━━━━━ Données fournies

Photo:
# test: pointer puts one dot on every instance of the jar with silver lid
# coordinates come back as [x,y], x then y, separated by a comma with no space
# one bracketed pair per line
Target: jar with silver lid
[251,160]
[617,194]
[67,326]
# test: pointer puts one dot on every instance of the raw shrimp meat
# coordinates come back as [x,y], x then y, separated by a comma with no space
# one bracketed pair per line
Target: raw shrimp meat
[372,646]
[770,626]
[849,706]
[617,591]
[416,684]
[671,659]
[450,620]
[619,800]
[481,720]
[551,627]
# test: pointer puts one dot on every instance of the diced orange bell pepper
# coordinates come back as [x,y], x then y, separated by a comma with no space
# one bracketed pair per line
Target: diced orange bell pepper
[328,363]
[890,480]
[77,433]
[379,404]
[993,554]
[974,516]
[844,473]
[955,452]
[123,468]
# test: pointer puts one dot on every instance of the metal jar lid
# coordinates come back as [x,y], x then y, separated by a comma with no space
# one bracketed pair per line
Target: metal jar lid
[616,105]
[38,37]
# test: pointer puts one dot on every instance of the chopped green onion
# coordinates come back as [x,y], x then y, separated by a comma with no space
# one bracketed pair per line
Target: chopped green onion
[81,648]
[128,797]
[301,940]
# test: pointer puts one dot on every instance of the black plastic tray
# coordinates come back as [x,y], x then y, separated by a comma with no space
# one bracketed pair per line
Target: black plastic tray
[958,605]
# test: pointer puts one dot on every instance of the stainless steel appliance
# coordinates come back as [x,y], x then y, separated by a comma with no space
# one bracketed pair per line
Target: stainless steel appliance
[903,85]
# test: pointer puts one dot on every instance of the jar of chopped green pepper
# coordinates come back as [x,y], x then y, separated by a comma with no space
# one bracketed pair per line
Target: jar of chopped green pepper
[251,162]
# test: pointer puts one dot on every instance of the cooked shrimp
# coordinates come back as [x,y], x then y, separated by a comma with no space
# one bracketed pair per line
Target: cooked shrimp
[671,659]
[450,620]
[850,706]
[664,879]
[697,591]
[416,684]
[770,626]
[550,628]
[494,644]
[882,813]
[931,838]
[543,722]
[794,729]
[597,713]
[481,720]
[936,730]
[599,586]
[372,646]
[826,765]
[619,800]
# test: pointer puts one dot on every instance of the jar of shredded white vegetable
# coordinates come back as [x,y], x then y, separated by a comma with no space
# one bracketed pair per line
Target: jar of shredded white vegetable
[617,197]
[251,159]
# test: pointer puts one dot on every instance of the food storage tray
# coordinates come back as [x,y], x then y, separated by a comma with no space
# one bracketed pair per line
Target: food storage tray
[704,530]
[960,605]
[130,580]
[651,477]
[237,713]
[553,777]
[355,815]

━━━━━━━━━━

Mettez ces lignes sous forme de liste JSON de chaînes, à raison d'une chaîne par ligne et sans les lignes vides. Traitez toutes les entrées.

**Travail terminé:**
[
  "Photo:",
  "# test: pointer puts one dot on every instance of the jar with silver lid",
  "# coordinates come back as [x,y], x then y, separated by a comma with no space",
  "# one bracketed pair per line",
  "Target: jar with silver lid",
  "[251,160]",
  "[617,194]",
  "[67,326]",
  "# test: pointer puts one dot on every instance of the raw shrimp meat",
  "# coordinates come back as [x,y], x then y, separated by a comma with no space",
  "# one bracketed pair per line",
  "Target: raw shrimp meat",
  "[372,646]",
  "[770,626]",
  "[849,706]",
  "[617,591]",
  "[416,684]",
  "[671,659]",
  "[450,620]",
  "[619,800]",
  "[481,720]",
  "[551,627]",
  "# test: pointer puts one dot on every instance of the diced orange bell pepper",
  "# coordinates come back as [x,y], x then y, separated by a comma with no space",
  "# one bracketed pair per line",
  "Target: diced orange bell pepper",
  "[328,363]",
  "[890,480]",
  "[77,433]",
  "[379,404]",
  "[993,554]",
  "[974,516]",
  "[844,473]",
  "[955,452]",
  "[123,468]",
  "# test: pointer puts one dot on every instance of the metal jar lid",
  "# coordinates come back as [x,y], x then y, separated by a comma with no space",
  "# one bracketed pair per line",
  "Target: metal jar lid",
  "[616,105]",
  "[38,37]",
  "# test: pointer puts one dot on every instance of the chopped green onion",
  "# coordinates come back as [x,y], x then y, separated by a comma with no space",
  "# one bracketed pair per line",
  "Target: chopped green onion",
  "[81,648]",
  "[128,797]",
  "[301,940]",
  "# test: pointer puts one dot on every instance of the black plastic tray",
  "# coordinates come back as [x,y], x then y, separated by a comma with no space",
  "# one bracketed pair per line",
  "Target: black plastic tray",
  "[958,605]",
  "# test: pointer puts one dot on every instance of the stainless steel appliance",
  "# coordinates come back as [x,y], x then y, separated by a comma with no space",
  "# one bracketed pair per line",
  "Target: stainless steel appliance",
  "[903,85]",
  "# test: pointer puts one dot on every instance of the jar of chopped green pepper",
  "# coordinates come back as [x,y], x then y, separated by a comma with no space",
  "# one bracketed pair per line",
  "Target: jar of chopped green pepper",
  "[251,162]",
  "# test: pointer puts one dot on every instance of the cooked shrimp",
  "# coordinates come back as [x,y], x then y, separated by a comma with no space",
  "# one bracketed pair per line",
  "Target: cooked shrimp",
  "[671,659]",
  "[450,620]",
  "[850,706]",
  "[664,879]",
  "[697,591]",
  "[416,684]",
  "[770,626]",
  "[550,628]",
  "[494,644]",
  "[882,813]",
  "[931,838]",
  "[543,722]",
  "[794,729]",
  "[597,713]",
  "[481,720]",
  "[936,730]",
  "[599,586]",
  "[372,646]",
  "[826,765]",
  "[619,800]",
  "# test: pointer puts one dot on every instance of the jar of shredded white vegetable",
  "# coordinates come back as [x,y], x then y, separated by a comma with no space",
  "# one bracketed pair per line",
  "Target: jar of shredded white vegetable",
  "[617,197]",
  "[251,159]",
  "# test: pointer puts one dot on every instance of the food storage tray",
  "# coordinates come back as [x,y], x then y, separated by a comma with no space",
  "# one bracketed pair per line",
  "Target: food storage tray",
  "[704,530]",
  "[960,605]",
  "[130,580]",
  "[651,477]",
  "[237,713]",
  "[553,777]",
  "[355,815]"
]